What to do -
In the passage on methane from the Permian Basin, what share of U.S. oil production occurs in the Permian Basin?

Study text -

┌────────

The researchers used satellite data gathered in 2018 and 2019 to measure and model methane escaping from gas fields in the Permian Basin, which stretches across public and private land in west Texas and southeastern New Mexico. The leaking and flaring of methane had a market value of nearly $250 million in April 2020.

Methane pollution is common in shale oil and gas fields such as those in the Permian Basin because energy companies vent and burn off excess natural gas when there are insufficient pipelines and processing equipment to bring the gas to market. About 30% of U.S. oil production occurs in the Permian Basin, and high levels of methane pollution have been recorded there in the past. Industry groups such as the Texas Methane and Flaring Coalition have criticized previous methane emission research. The coalition has repeatedly said (Environmental Defense Fund) EDF’s earlier Permian pollution data were exaggerated and flawed.

The Texas Railroad Commission, which regulates the oil and gas industry in Texas, allows companies to flare and vent their excess gas. The commission didn’t respond to a request for comment.

The use of satellites to measure methane is a different approach than the methods used by federal agencies, including the EPA, which base their estimates on expected leakage rates at oil and gas production equipment on the ground. A “top-down” approach to measuring methane using aircraft or satellite data almost always reveals higher levels of methane emissions than the EPA’s “bottom-up” approach.

└────────

Raw data -
┌────────

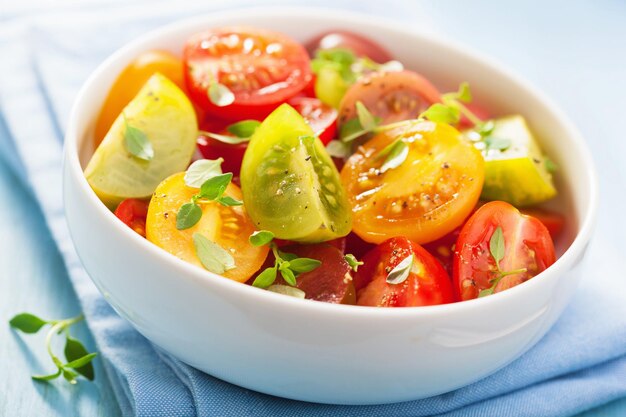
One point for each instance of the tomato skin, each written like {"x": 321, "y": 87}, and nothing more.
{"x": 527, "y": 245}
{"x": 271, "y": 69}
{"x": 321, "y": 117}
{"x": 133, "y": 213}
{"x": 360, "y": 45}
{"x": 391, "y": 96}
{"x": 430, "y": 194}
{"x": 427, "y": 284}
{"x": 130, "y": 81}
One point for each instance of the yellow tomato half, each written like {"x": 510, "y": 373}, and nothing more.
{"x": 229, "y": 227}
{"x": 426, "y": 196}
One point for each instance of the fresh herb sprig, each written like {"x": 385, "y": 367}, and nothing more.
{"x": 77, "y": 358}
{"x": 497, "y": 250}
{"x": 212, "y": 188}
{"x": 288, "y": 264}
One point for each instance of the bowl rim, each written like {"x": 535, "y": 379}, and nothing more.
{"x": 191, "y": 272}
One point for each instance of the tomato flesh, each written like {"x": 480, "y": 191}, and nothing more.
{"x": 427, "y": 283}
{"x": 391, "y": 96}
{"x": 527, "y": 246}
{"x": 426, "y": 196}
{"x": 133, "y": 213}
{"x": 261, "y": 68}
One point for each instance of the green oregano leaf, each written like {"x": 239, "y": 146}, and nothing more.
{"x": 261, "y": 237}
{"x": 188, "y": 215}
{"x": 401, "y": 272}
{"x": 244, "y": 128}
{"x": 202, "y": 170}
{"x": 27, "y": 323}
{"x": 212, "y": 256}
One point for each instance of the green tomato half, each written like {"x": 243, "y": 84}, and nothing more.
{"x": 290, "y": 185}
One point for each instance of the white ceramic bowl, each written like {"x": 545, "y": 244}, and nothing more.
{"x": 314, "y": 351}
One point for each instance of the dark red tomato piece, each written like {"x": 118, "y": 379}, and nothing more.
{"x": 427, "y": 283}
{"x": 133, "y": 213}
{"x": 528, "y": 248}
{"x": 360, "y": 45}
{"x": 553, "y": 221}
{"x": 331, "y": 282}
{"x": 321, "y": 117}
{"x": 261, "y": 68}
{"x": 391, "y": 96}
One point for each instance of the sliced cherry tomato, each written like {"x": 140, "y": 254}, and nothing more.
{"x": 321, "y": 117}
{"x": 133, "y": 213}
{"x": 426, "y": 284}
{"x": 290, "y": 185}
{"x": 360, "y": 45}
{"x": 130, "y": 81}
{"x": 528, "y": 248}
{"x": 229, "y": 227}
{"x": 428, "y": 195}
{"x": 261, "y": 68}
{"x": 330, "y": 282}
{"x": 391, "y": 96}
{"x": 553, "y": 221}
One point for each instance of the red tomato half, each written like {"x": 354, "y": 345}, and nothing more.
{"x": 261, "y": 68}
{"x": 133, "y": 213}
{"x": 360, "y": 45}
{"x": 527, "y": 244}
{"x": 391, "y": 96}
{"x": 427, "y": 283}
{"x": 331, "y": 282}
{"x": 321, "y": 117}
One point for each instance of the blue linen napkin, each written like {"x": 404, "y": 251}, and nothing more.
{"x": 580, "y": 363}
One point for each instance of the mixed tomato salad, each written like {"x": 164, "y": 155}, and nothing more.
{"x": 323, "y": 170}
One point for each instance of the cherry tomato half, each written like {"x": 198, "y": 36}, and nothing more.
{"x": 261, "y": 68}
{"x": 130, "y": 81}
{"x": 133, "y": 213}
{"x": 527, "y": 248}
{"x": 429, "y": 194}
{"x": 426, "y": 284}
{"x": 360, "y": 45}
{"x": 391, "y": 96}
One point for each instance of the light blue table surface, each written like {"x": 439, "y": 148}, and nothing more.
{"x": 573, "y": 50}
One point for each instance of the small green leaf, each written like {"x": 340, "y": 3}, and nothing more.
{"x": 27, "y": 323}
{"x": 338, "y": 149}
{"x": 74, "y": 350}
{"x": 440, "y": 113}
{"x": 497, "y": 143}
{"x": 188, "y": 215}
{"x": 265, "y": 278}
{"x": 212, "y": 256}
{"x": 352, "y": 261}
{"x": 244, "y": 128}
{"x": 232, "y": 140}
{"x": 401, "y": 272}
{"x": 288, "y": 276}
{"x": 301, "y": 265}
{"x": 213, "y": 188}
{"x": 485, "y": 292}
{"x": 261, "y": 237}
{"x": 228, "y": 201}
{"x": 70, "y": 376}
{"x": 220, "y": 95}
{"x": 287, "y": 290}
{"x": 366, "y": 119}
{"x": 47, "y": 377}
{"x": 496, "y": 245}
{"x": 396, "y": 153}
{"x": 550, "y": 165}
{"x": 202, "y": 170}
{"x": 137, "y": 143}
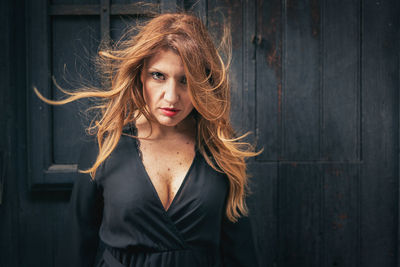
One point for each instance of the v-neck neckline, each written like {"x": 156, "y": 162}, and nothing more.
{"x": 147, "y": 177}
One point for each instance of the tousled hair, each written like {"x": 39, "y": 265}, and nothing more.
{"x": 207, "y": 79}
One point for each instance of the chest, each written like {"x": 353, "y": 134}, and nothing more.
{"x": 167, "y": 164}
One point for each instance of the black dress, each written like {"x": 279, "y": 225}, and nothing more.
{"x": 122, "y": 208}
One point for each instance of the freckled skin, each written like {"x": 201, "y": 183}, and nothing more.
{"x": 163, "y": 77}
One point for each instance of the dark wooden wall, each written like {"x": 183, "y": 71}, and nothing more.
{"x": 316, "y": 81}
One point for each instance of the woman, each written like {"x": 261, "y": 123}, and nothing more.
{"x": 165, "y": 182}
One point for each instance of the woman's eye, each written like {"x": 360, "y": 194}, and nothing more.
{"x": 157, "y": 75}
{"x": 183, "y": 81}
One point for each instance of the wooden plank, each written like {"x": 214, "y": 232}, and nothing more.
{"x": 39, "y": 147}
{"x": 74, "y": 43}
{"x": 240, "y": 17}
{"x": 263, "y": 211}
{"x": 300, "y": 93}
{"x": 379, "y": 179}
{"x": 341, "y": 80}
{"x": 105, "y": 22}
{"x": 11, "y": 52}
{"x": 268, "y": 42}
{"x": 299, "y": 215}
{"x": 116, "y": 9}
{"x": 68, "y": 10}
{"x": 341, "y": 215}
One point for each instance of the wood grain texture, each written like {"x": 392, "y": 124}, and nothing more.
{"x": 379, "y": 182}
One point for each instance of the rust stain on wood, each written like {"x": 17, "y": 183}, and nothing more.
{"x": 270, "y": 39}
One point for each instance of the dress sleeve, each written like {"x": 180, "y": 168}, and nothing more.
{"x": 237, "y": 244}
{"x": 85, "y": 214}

└────────
┌────────

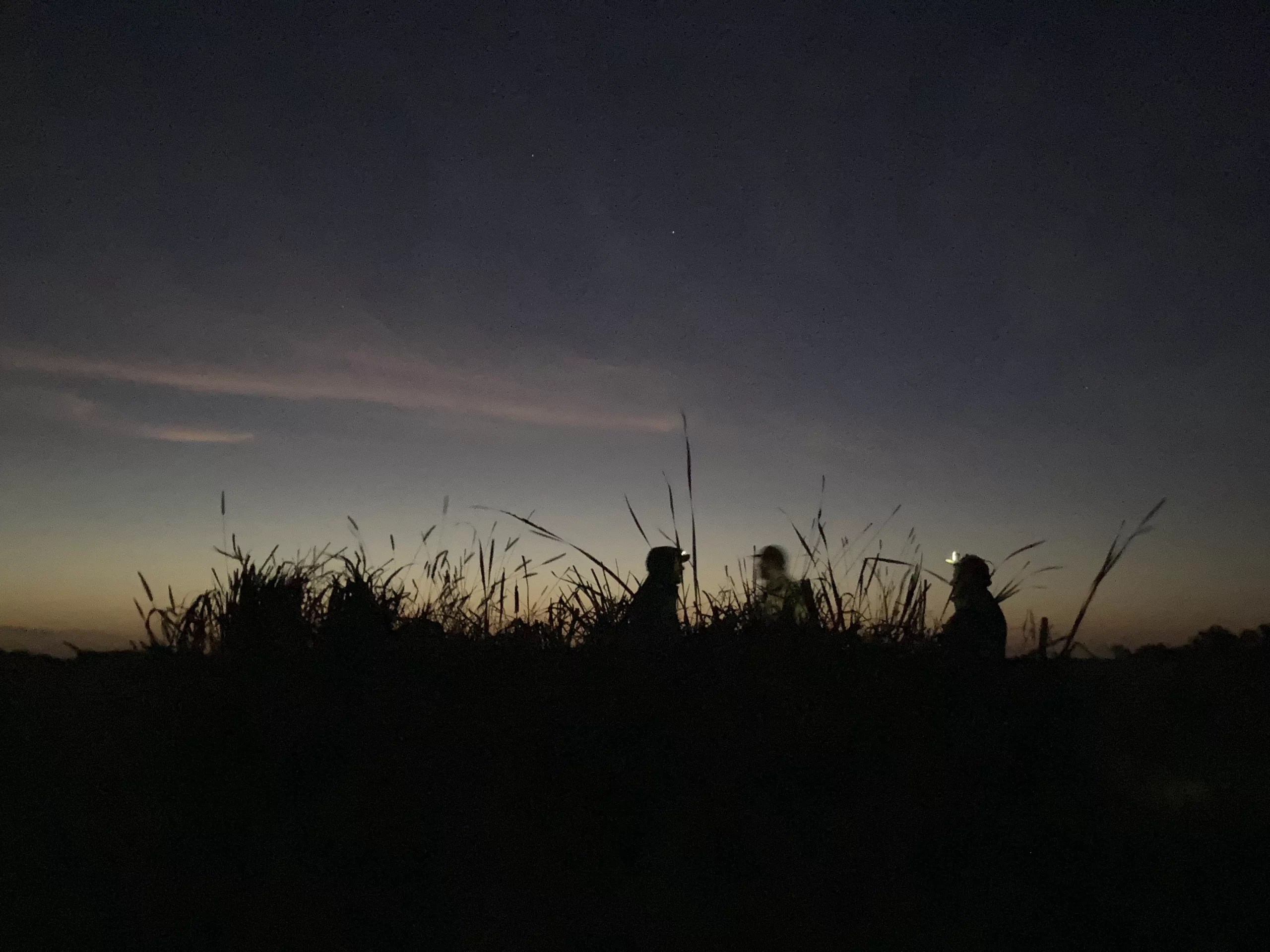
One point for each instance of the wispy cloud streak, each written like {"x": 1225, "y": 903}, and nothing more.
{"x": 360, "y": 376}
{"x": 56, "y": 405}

└────────
┌────────

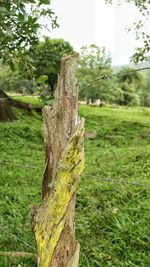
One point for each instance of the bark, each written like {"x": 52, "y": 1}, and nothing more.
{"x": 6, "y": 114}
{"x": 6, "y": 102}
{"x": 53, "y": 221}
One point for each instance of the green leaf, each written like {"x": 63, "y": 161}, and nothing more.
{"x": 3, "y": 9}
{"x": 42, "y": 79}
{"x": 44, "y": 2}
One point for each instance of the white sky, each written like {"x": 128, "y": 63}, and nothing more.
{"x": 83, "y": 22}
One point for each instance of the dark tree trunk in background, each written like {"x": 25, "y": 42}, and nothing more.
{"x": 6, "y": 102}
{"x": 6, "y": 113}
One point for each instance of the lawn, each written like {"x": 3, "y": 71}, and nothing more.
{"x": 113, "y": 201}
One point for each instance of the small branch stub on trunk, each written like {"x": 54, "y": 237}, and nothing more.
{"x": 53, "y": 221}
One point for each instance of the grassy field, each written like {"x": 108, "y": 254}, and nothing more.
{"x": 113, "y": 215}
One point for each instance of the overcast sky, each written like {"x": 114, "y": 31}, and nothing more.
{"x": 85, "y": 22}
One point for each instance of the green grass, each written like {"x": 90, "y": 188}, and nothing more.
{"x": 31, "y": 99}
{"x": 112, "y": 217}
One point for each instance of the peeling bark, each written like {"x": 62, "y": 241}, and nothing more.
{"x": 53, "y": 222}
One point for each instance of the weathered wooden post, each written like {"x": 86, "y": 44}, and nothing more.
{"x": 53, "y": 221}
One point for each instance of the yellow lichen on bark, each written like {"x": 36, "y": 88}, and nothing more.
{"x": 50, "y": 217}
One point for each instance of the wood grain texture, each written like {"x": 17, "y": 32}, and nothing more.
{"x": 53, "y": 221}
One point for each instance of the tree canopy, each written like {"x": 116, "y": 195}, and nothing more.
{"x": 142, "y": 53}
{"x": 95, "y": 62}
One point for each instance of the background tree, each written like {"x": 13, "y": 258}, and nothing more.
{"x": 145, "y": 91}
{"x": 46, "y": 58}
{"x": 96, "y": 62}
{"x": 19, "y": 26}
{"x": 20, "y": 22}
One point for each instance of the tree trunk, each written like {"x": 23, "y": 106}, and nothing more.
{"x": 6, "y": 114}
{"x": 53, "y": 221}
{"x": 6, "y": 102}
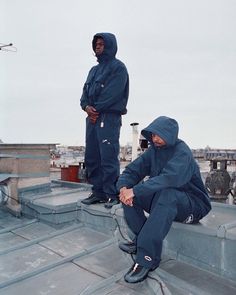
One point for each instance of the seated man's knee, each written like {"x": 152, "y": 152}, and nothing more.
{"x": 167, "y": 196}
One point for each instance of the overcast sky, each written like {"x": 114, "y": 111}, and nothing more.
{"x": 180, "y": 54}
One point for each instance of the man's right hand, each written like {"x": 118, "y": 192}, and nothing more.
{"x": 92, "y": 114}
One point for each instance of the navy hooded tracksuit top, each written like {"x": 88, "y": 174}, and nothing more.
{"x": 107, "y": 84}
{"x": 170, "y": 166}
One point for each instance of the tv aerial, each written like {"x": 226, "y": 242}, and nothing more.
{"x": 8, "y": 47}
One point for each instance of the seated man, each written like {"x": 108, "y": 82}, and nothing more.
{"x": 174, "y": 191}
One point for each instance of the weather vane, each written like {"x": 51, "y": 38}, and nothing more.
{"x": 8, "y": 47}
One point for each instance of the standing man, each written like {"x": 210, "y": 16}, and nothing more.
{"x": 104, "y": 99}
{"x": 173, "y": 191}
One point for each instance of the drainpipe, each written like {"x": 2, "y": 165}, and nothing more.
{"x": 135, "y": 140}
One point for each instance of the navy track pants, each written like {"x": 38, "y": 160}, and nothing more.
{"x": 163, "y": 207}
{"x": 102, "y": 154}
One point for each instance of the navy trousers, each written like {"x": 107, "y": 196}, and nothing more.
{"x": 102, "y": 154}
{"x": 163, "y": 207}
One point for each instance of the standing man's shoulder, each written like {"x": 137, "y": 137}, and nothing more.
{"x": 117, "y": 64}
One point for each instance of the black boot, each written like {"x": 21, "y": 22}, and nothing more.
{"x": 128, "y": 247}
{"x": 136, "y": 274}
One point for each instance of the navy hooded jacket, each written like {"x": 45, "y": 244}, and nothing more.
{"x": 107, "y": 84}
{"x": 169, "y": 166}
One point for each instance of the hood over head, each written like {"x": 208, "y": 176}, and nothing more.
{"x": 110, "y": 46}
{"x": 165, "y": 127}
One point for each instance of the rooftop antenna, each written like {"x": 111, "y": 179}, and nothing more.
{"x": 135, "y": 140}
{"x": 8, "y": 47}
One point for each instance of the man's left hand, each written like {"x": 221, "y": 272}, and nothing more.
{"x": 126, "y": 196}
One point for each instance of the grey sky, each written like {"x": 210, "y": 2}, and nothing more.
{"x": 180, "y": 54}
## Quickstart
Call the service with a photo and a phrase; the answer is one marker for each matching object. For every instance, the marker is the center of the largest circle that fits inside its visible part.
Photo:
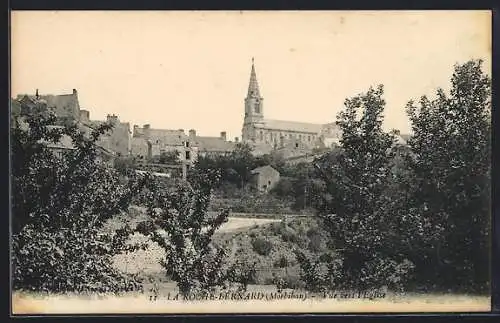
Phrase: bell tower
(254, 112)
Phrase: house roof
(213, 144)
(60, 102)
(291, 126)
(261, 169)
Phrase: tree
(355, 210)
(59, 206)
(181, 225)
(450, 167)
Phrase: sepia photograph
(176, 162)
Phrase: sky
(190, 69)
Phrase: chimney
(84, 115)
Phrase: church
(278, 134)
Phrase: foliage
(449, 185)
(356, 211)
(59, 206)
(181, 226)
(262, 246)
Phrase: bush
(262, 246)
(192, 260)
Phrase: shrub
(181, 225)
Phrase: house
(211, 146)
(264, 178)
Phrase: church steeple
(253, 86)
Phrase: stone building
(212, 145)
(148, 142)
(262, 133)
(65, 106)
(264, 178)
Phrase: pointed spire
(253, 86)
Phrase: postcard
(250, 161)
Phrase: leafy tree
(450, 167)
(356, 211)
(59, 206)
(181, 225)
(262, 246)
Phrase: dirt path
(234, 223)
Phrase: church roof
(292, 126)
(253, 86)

└────────

Written solution -
About 30%